--- Start Stored records ---

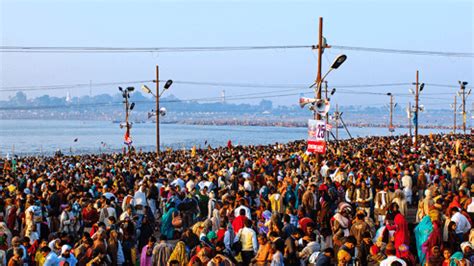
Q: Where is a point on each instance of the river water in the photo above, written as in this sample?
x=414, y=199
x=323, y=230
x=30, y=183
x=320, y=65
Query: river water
x=28, y=137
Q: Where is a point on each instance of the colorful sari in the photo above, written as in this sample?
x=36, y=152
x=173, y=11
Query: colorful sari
x=422, y=232
x=166, y=226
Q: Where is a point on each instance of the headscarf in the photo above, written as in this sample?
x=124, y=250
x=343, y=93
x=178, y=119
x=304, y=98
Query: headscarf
x=179, y=254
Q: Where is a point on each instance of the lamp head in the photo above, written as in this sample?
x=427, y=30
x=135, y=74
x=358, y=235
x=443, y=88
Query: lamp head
x=168, y=84
x=145, y=89
x=338, y=61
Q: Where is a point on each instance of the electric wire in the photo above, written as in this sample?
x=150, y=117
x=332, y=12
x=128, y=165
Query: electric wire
x=79, y=49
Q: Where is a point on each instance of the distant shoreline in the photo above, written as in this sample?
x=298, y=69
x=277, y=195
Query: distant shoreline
x=256, y=123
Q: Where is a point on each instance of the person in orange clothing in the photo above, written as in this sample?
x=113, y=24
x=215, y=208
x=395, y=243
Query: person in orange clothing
x=264, y=256
x=239, y=221
x=397, y=222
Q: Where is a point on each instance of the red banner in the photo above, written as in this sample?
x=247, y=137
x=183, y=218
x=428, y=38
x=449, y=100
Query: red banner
x=317, y=146
x=316, y=132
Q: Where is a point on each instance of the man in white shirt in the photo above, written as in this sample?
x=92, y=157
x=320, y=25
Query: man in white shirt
x=248, y=237
x=106, y=212
x=390, y=252
x=462, y=224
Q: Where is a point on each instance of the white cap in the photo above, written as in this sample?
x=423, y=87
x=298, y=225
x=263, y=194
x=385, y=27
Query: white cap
x=65, y=248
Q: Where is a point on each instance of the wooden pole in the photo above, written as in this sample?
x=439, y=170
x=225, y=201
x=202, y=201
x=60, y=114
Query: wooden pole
x=318, y=82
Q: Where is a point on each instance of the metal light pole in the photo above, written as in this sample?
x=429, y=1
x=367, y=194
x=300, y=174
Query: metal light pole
x=463, y=98
x=392, y=105
x=159, y=111
x=418, y=88
x=128, y=107
x=157, y=100
x=455, y=109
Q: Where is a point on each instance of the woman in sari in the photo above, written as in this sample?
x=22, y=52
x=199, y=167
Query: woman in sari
x=166, y=221
x=400, y=226
x=179, y=255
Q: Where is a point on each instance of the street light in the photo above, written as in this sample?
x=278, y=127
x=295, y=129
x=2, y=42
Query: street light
x=128, y=107
x=338, y=61
x=159, y=111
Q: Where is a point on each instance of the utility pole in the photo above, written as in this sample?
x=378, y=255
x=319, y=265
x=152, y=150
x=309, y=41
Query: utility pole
x=327, y=116
x=157, y=112
x=391, y=113
x=418, y=88
x=416, y=110
x=337, y=121
x=455, y=108
x=390, y=126
x=409, y=117
x=128, y=107
x=463, y=99
x=318, y=83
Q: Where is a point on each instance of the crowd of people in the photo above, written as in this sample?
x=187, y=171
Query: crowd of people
x=366, y=201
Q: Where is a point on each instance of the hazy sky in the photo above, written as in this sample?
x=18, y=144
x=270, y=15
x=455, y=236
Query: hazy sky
x=415, y=25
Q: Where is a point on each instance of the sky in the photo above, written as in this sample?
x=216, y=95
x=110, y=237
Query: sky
x=445, y=26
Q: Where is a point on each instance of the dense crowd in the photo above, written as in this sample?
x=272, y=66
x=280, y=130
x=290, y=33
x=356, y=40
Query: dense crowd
x=367, y=201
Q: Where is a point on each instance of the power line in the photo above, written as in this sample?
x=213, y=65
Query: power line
x=64, y=49
x=246, y=96
x=403, y=51
x=79, y=49
x=70, y=86
x=197, y=83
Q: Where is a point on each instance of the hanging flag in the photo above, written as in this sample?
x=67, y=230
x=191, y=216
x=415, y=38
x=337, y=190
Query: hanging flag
x=316, y=133
x=458, y=145
x=127, y=138
x=415, y=119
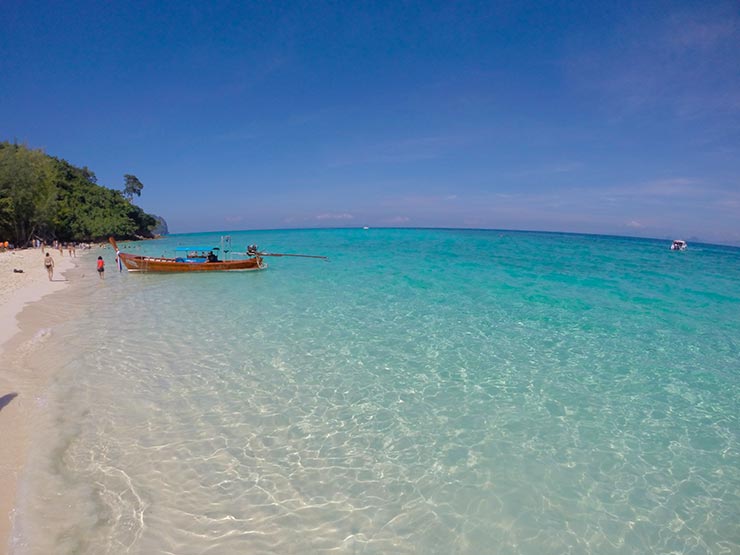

--- End Stored records ---

- Exercise
Please give the lines above as a JSON list of strings, one string per line, leaving out blank lines and the pictures.

- Solution to the exercise
[
  "Q: Where is a point on each instance of the river water in the photo above, written as in this sample?",
  "x=414, y=199",
  "x=323, y=230",
  "x=30, y=183",
  "x=320, y=65",
  "Query: river water",
  "x=28, y=137",
  "Q: Where is a point on each instance of the colorful sari in the photo above, written as in this sample?",
  "x=36, y=152",
  "x=173, y=11",
  "Query: colorful sari",
  "x=422, y=232",
  "x=166, y=226",
  "Q: Where is a point on each instance of the headscarf in the photo above, written as in this sample?",
  "x=124, y=250",
  "x=343, y=93",
  "x=178, y=119",
  "x=304, y=98",
  "Query: headscarf",
  "x=179, y=254",
  "Q: Where is a point on each instance of the lamp head in the photo above, written as in this sample?",
  "x=427, y=30",
  "x=135, y=74",
  "x=358, y=235",
  "x=443, y=88",
  "Query: lamp head",
  "x=168, y=84",
  "x=145, y=89",
  "x=338, y=61",
  "Q: Where is a point on each instance of the electric wire in the photo above, written as in this sample?",
  "x=150, y=117",
  "x=332, y=12",
  "x=128, y=165",
  "Query: electric wire",
  "x=79, y=49",
  "Q: Where is a point on each instance of the distant shoreline in the photo above, written as in this sample?",
  "x=298, y=69",
  "x=277, y=195",
  "Query: distant shoreline",
  "x=256, y=123",
  "Q: Where is a point on each instance of the person in orange clothing in the photo above, written as in this sample?",
  "x=113, y=24",
  "x=215, y=208",
  "x=395, y=243",
  "Query: person in orange clothing",
  "x=264, y=256",
  "x=239, y=221",
  "x=397, y=222",
  "Q: Where is a point on each instance of the red banner in the photo above, written as in this sample?",
  "x=247, y=137",
  "x=183, y=218",
  "x=428, y=38",
  "x=449, y=100",
  "Query: red banner",
  "x=317, y=146",
  "x=316, y=132",
  "Q: Where is a point on each instance of the man in white shirt in the photo above, written as in this sample?",
  "x=92, y=157",
  "x=320, y=25",
  "Query: man in white shirt",
  "x=248, y=237",
  "x=106, y=212",
  "x=390, y=252",
  "x=462, y=224",
  "Q: Where is a point on each instance of the white cap in the photo above, written as in this sample?",
  "x=423, y=87",
  "x=298, y=225",
  "x=263, y=194",
  "x=385, y=27",
  "Query: white cap",
  "x=65, y=248",
  "Q: Where is a point on each instance of the wooden pole in the photo above, written as in this sample?",
  "x=439, y=170",
  "x=225, y=201",
  "x=202, y=201",
  "x=60, y=114",
  "Query: wooden pole",
  "x=318, y=82",
  "Q: Where is a point on each instance of the metal light pole in the photo above, written as in this sample?",
  "x=429, y=1",
  "x=367, y=194",
  "x=300, y=174",
  "Query: metal light pole",
  "x=463, y=98",
  "x=392, y=105",
  "x=159, y=111",
  "x=418, y=88",
  "x=128, y=107",
  "x=157, y=100",
  "x=455, y=109",
  "Q: Where is a point on each instance of the woman in sari in the photo above, written as in this sample?",
  "x=22, y=52",
  "x=199, y=167",
  "Query: woman in sari",
  "x=166, y=221",
  "x=400, y=226",
  "x=179, y=255",
  "Q: Where is a point on each instance of the street light in the photo above, written as in this sample?",
  "x=278, y=127",
  "x=295, y=129",
  "x=2, y=42",
  "Query: street light",
  "x=128, y=107",
  "x=338, y=61",
  "x=159, y=111",
  "Q: Where is a point on each instance of the utility pole in the photo above, written as in this sample?",
  "x=378, y=255",
  "x=319, y=265",
  "x=152, y=150",
  "x=309, y=41",
  "Query: utility pole",
  "x=327, y=116",
  "x=157, y=112",
  "x=391, y=113",
  "x=418, y=88",
  "x=416, y=110",
  "x=337, y=121",
  "x=455, y=108",
  "x=390, y=126",
  "x=409, y=117",
  "x=128, y=107",
  "x=463, y=99",
  "x=318, y=83",
  "Q: Where is a point on each instance of the crowd of people in the photo above, written as in this sample?",
  "x=187, y=171",
  "Query: crowd of people",
  "x=366, y=201",
  "Q: Where is a point on each instance of the hazy sky in the photo above, written as in this sample?",
  "x=18, y=144",
  "x=270, y=15",
  "x=455, y=236",
  "Query: hazy sky",
  "x=415, y=25",
  "Q: Where is a point on each instance of the sky in the photo above, written as in this sample?",
  "x=216, y=95",
  "x=110, y=237",
  "Query: sky",
  "x=445, y=26",
  "Q: Where is a point on each instance of the dense crowd in the photo above, written as in this sample?",
  "x=272, y=66",
  "x=280, y=130",
  "x=290, y=33",
  "x=356, y=40",
  "Query: dense crowd",
  "x=367, y=201",
  "Q: Where is a point on each instance of the power line in the photo above, written as in this sample?",
  "x=213, y=65",
  "Query: power line",
  "x=64, y=49",
  "x=246, y=96",
  "x=403, y=51",
  "x=79, y=49",
  "x=70, y=86",
  "x=197, y=83",
  "Q: Where is a point on each instance of the hanging flag in the photo above, written as in this sample?",
  "x=67, y=230",
  "x=191, y=216",
  "x=415, y=38",
  "x=337, y=190",
  "Query: hanging flag",
  "x=316, y=133",
  "x=458, y=145",
  "x=127, y=138",
  "x=415, y=119"
]